Extract each line holding the word "dashed" from the entries.

═════ Data supplied

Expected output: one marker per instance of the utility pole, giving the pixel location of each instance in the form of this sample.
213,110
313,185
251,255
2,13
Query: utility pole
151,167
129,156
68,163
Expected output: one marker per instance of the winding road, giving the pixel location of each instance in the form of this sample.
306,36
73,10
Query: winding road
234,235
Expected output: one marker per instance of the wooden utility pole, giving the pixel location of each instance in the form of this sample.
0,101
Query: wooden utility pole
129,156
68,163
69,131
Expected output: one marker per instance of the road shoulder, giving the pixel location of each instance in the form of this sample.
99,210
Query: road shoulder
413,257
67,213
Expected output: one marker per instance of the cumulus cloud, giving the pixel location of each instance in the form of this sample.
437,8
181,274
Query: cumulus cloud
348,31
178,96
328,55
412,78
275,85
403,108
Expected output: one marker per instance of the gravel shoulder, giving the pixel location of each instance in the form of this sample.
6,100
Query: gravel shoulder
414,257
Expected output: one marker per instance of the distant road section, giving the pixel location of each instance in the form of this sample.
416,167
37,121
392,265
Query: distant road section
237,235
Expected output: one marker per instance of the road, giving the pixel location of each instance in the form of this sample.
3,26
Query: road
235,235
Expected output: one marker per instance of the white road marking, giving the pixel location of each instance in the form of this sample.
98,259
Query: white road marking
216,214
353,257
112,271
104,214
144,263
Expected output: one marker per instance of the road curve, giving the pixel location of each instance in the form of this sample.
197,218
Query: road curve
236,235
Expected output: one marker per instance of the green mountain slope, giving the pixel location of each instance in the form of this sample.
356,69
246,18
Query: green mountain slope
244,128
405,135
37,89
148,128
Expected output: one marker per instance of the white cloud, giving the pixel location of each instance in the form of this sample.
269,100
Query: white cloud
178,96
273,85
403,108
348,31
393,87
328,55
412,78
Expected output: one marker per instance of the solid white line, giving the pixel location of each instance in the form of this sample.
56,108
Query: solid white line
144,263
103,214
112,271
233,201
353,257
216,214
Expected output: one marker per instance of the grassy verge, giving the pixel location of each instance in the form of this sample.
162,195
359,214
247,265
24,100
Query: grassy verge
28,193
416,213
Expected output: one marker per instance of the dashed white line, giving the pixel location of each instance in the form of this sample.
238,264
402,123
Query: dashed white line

══════════

:: Written solution ::
Expected output: one marker per instance of the dashed white line, giving the pixel location of each instance in the form of this sample.
Query: dashed white line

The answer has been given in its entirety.